### INPUT RECORDS
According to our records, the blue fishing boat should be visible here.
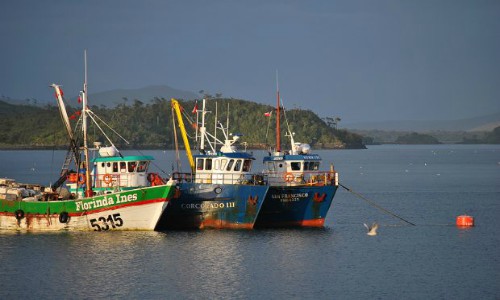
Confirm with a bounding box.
[255,79,338,227]
[157,99,269,230]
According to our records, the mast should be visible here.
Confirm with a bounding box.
[170,98,195,173]
[82,50,93,197]
[276,70,281,152]
[200,99,207,153]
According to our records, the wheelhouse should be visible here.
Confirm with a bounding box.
[193,152,255,184]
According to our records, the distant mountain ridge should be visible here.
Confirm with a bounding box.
[342,112,500,131]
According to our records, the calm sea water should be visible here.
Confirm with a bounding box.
[0,145,500,299]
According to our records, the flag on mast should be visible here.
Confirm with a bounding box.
[192,100,198,114]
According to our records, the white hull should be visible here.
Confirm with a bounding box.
[0,201,168,231]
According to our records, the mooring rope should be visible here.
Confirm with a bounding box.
[339,183,416,226]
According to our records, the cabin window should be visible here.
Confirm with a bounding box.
[243,159,252,172]
[226,159,234,171]
[137,161,148,173]
[234,159,242,172]
[290,161,300,171]
[196,158,203,170]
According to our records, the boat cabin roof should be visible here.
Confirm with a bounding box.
[92,155,154,162]
[193,152,255,159]
[263,154,321,162]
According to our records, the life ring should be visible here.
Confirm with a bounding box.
[172,172,181,181]
[15,209,24,221]
[283,173,295,182]
[78,173,85,184]
[59,211,69,223]
[102,174,113,184]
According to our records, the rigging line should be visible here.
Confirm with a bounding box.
[85,114,119,152]
[88,110,130,145]
[339,183,416,226]
[136,150,168,174]
[171,109,182,172]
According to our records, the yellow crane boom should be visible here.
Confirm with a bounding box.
[170,98,194,172]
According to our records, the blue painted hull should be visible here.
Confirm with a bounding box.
[156,182,269,230]
[255,185,337,228]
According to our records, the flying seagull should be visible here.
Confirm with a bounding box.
[363,222,378,235]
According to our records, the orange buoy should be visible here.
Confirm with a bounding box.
[457,215,474,227]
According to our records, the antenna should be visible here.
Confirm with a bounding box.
[276,70,281,152]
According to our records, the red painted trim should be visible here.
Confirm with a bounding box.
[69,198,170,216]
[258,218,325,228]
[199,220,253,229]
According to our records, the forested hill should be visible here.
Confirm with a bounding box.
[0,98,364,149]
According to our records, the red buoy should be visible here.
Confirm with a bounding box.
[457,215,474,227]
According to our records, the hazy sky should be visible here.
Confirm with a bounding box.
[0,0,500,123]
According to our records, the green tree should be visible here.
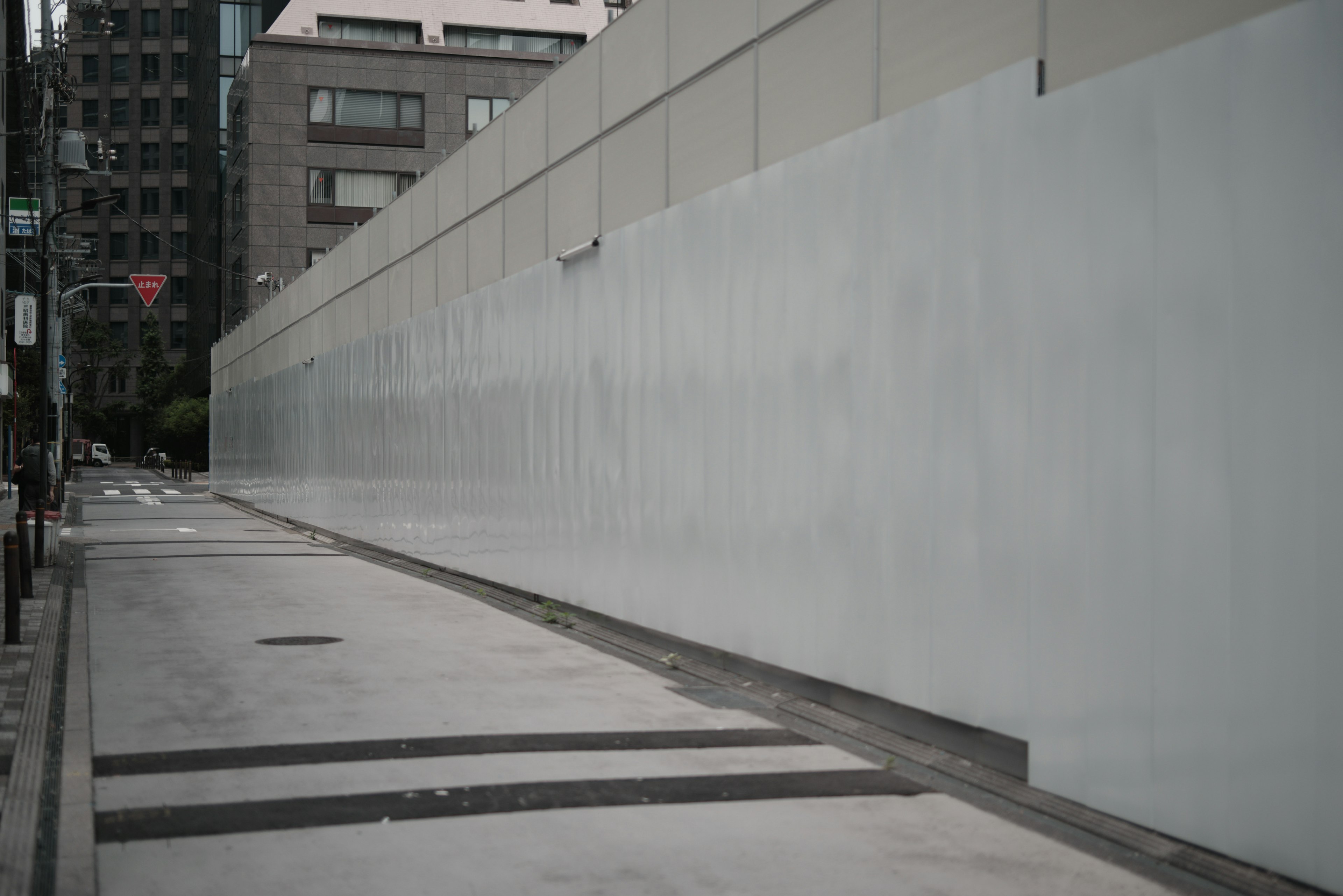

### TASK DETAILS
Convert the material above into a numbered list with one line per entry. Omit blank lines and the pictures.

### FINISHED ANSWER
1. According to our records, the blue fishing boat should be visible here.
2. Confirm with a bounding box.
3. [255,79,338,227]
4. [157,99,269,230]
5. According to our records, the mast should be visible here.
6. Confirm with a bounding box.
7. [170,98,195,173]
8. [82,50,93,197]
9. [276,70,281,152]
10. [200,99,207,153]
11. According to our records, the wheelhouse should be visible here.
12. Confirm with a bounding box.
13. [193,152,255,184]
14. According to our records, the distant mountain ridge should be visible here.
15. Confirm with a bounding box.
16. [342,112,500,131]
17. According to our records, the calm sea water should be visible here.
18. Confirm with a bounding box.
19. [0,145,500,299]
20. According to our records, the flag on mast should be visible here.
21. Confirm with a bounding box.
22. [192,100,198,114]
23. According to our records, the white hull should be visible here.
24. Confirm with a bounding box.
25. [0,201,168,231]
26. According to our records, the mooring rope should be visible here.
27. Confirm with a bounding box.
28. [339,183,416,226]
29. According to our records, the cabin window should be visible here.
30. Confirm with a bounding box.
31. [243,159,252,172]
32. [226,159,234,171]
33. [137,161,148,173]
34. [234,159,242,172]
35. [290,161,300,171]
36. [196,158,203,170]
37. According to our records, the boat cabin roof should be visible here.
38. Confirm with a bounding box.
39. [92,155,154,162]
40. [193,152,255,159]
41. [263,154,321,162]
42. According to our records, the life ring should be visible here.
43. Confirm with a bounding box.
44. [172,172,181,181]
45. [15,209,24,221]
46. [283,173,295,182]
47. [78,173,85,184]
48. [59,211,69,223]
49. [102,174,113,184]
50. According to our records, the rigging line should be visible here.
51. Confirm with a bounding box.
52. [85,114,119,152]
53. [88,110,130,145]
54. [339,183,416,226]
55. [136,150,168,174]
56. [171,109,182,172]
57. According to our records, the yellow crane boom should be visible here.
58. Confirm with a bounding box.
59. [170,98,194,172]
60. According to our records, the blue painted hull should be visible here.
61. Confirm with a bounding box.
62. [156,182,269,230]
63. [255,185,337,228]
64. According to our records, the flying seagull should be visible here.
65. Confirm with a bounding box.
66. [363,222,378,235]
67. According to our records, the orange buoy should be visible here.
68. Confirm with a bounding box.
69. [457,215,474,227]
70. According to our records, the antenna should be visible here.
71. Confirm with a bounding box.
72. [276,70,281,152]
73. According to our records, the red painted trim should be visible here.
74. Confirm with a bounding box.
75. [69,198,170,216]
76. [258,218,325,228]
77. [199,220,253,229]
78. According to our records, the forested hill should be visible here.
79. Confirm with a bounding box.
80. [0,98,364,149]
81. According to our records, the red buoy should be visible here.
82. Confirm with a bounding box.
83. [457,215,474,227]
84. According to our records, the hazy sky should be visible here.
85. Confirm with a bounding box.
86. [0,0,500,123]
87. According to our records, the green tree should be visible here.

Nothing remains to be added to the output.